Text block: Begin

Since the release of the documentary, Drizin said the Center on Wrongful Convictions of Youth has received many emails and phone calls regarding the case.

“Lots of people want to volunteer for the center, and people want to know how they can help,” he said. “That’s a real testament to the power of this film.”

For “Making a Murderer” viewers who want to help, Drizin said the center has created an action agenda with further steps to help prevent others from going through Dassey’s experience.

The center, which is housed in Pritzker School of Law’s Bluhm Legal Clinic, was co-founded by Drizin in 2008. It was the first of its kind to address wrongful convictions of youth, and has developed an expertise in litigating cases of false confessions. Since then, a few more organizations with similar missions have opened, said Megan Crane, project co-director at the center.

Drizin said it is important to have a center specifically focused on youth, because they process things differently than adults. He said developmental differences between youth and adults make youth more vulnerable to police pressure than adults, and more likely to falsely confess to crimes.

Text block: End
Material supplied: Begin

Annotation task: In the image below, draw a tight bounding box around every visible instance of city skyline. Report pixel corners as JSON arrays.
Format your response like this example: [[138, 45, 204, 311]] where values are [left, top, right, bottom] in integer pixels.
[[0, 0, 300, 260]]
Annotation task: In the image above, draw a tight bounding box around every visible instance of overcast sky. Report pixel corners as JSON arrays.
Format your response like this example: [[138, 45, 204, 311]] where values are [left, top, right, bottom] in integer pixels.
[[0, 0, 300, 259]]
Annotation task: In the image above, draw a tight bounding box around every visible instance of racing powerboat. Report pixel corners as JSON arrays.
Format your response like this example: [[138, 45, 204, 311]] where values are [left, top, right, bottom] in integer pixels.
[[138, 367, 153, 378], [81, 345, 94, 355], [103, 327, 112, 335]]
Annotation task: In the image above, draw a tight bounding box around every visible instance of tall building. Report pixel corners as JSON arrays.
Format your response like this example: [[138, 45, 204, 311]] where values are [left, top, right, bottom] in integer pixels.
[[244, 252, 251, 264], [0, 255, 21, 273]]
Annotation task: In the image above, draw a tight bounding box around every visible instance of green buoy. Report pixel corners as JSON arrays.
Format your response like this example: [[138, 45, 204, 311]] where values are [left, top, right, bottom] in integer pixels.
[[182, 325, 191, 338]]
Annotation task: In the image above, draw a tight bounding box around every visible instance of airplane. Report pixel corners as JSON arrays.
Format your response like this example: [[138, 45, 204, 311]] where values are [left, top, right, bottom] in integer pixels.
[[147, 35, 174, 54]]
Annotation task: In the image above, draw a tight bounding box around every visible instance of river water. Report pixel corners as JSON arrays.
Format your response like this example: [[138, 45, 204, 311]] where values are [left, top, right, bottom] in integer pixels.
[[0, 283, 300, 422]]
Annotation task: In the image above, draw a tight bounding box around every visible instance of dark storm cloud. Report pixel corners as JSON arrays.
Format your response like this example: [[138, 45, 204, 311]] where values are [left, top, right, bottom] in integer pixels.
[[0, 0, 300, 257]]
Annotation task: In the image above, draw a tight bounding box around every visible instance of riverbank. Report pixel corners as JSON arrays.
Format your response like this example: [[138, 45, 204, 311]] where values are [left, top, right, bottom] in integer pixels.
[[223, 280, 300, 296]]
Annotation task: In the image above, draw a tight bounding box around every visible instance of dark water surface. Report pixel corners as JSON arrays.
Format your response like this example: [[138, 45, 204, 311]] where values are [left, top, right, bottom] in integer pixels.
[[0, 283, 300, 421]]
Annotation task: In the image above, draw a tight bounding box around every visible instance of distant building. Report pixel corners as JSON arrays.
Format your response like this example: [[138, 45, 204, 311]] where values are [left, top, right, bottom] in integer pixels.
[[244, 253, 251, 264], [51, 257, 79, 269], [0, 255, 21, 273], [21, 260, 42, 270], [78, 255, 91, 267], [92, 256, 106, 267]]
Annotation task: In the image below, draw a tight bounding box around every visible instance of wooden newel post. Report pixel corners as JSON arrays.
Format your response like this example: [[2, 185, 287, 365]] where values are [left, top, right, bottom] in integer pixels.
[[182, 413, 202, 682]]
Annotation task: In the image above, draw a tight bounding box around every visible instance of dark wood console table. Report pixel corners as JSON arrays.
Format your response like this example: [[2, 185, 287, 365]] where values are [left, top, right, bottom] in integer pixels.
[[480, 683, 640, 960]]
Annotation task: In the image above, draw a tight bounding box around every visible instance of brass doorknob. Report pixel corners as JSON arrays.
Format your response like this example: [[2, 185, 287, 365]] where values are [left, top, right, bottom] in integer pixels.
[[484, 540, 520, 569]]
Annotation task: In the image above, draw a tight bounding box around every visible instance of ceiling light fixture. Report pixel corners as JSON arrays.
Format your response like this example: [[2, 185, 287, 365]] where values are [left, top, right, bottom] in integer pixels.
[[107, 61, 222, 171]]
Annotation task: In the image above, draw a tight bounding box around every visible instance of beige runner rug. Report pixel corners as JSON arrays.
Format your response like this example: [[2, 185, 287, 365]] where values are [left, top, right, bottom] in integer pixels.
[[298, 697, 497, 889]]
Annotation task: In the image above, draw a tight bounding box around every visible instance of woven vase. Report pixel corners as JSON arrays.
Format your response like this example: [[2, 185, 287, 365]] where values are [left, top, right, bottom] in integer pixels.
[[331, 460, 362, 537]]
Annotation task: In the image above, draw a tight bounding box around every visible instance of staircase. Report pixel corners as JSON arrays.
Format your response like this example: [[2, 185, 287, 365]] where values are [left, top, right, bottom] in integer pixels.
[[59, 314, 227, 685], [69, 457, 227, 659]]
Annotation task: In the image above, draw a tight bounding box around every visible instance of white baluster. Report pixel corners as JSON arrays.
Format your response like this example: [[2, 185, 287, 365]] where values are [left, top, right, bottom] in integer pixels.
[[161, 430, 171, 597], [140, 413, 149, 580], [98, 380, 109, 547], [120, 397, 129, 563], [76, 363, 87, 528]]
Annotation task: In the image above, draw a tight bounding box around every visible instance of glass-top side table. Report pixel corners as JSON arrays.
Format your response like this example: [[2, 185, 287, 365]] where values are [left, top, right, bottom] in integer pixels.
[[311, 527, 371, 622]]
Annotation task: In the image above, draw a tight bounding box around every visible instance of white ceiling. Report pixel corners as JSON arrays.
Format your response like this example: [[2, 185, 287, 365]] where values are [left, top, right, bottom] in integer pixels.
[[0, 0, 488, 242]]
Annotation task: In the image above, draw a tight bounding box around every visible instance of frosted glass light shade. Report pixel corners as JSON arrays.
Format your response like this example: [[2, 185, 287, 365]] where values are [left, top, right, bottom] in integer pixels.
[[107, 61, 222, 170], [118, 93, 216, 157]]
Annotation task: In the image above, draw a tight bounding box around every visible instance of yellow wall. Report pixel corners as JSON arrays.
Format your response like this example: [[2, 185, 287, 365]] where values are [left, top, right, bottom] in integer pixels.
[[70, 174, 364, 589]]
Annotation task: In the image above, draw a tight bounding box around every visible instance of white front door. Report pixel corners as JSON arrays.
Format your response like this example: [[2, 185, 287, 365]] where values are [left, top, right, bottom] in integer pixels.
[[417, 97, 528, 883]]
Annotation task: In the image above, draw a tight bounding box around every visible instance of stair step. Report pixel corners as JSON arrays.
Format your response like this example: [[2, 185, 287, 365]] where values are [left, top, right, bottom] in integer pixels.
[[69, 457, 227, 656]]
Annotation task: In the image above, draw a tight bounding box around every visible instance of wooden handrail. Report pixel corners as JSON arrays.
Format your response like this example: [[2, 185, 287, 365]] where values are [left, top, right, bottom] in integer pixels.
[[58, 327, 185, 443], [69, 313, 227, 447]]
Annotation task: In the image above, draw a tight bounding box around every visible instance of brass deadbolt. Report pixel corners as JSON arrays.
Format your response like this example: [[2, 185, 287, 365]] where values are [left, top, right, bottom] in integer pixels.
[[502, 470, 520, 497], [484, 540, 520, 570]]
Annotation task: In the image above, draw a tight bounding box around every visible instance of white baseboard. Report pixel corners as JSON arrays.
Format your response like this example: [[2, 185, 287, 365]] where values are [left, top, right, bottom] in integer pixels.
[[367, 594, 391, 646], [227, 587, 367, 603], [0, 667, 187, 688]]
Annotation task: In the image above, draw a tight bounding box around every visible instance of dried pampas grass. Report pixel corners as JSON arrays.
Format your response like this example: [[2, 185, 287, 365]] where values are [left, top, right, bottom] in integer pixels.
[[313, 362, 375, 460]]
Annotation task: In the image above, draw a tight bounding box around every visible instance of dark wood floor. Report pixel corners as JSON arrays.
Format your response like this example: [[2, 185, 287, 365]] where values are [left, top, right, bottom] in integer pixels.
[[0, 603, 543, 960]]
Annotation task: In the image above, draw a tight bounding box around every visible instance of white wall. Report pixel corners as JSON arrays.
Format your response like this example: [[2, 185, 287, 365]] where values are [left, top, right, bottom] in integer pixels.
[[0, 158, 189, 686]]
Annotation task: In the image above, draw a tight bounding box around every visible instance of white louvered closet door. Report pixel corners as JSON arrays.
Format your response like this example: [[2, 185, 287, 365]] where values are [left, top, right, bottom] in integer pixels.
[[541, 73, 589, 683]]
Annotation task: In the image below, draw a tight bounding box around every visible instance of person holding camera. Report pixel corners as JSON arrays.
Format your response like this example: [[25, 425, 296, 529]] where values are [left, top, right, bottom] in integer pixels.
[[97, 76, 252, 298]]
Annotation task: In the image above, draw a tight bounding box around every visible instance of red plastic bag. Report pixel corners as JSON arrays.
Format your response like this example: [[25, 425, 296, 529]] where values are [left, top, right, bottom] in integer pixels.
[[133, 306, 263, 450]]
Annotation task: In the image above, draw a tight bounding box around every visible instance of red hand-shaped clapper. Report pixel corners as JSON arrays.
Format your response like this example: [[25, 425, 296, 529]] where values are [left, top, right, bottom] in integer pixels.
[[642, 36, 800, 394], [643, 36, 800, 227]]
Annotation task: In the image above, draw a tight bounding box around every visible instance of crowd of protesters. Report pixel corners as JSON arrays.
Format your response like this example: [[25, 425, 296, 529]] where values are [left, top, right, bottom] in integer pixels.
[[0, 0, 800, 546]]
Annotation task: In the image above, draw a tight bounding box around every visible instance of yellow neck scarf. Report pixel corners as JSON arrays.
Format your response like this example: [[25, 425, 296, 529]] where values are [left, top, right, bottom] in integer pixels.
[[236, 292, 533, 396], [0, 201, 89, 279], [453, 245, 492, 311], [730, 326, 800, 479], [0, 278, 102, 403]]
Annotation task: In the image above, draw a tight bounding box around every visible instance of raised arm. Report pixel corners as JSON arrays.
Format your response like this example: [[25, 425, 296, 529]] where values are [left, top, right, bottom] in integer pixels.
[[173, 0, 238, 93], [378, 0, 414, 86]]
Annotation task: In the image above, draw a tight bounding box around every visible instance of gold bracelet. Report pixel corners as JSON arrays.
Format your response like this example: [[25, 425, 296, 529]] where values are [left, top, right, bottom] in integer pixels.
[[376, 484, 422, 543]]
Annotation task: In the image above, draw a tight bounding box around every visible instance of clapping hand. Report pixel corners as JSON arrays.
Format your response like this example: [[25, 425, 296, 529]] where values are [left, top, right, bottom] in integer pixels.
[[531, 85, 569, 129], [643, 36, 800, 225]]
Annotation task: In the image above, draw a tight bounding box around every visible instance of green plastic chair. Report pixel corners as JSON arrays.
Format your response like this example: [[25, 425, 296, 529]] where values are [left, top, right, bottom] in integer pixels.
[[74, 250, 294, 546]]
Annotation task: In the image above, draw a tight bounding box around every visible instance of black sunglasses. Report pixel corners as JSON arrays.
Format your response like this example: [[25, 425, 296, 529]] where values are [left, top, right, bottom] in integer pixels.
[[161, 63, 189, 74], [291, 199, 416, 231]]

Material supplied: End

**Task list:**
A. Which people are named in the passage on the Center on Wrongful Convictions of Youth?
B. Continue the passage on the Center on Wrongful Convictions of Youth, starting after its final sentence.
The listing has nothing to do with the passage on the Center on Wrongful Convictions of Youth.

**Responses to the exercise:**
A. Drizin, Dassey, Megan Crane

B.
Through its work, the center focuses on post-conviction cases, where the defense has to prove there was either a procedural defect or provide new evidence that wasn’t available at the time of the trial, Crane said.

The main basis of Dassey’s post-conviction appeals focuses on a procedural defect known as ineffective assistance of counsel. Dassey’s former lawyer, Len Kachinsky, did not adequately represent Dassey even when Dassey insisted upon his innocence, Drizin said.

“(Kachinsky) essentially decided to work with the prosecution to pressure his own client, Brendan Dassey, into testifying against his uncle Steven Avery, and went to extraordinary lengths to make that happen,” he said.

As well as representing clients such as Dassey, the center also advocates for policy reform, provides trainings for law enforcement and files amicus briefs to support other cases that it is not directly involved in. One of the main policies that the center fights for is electronic recording of interrogations, Crane said.

“In ‘Making a Murderer,’ it’s particularly relevant because Wisconsin had just passed their law requiring video recording of interrogations,” she said. “Steve Drizin was part of that lobbying effort to get that law passed, and that’s the only reason we have Brendan on video.”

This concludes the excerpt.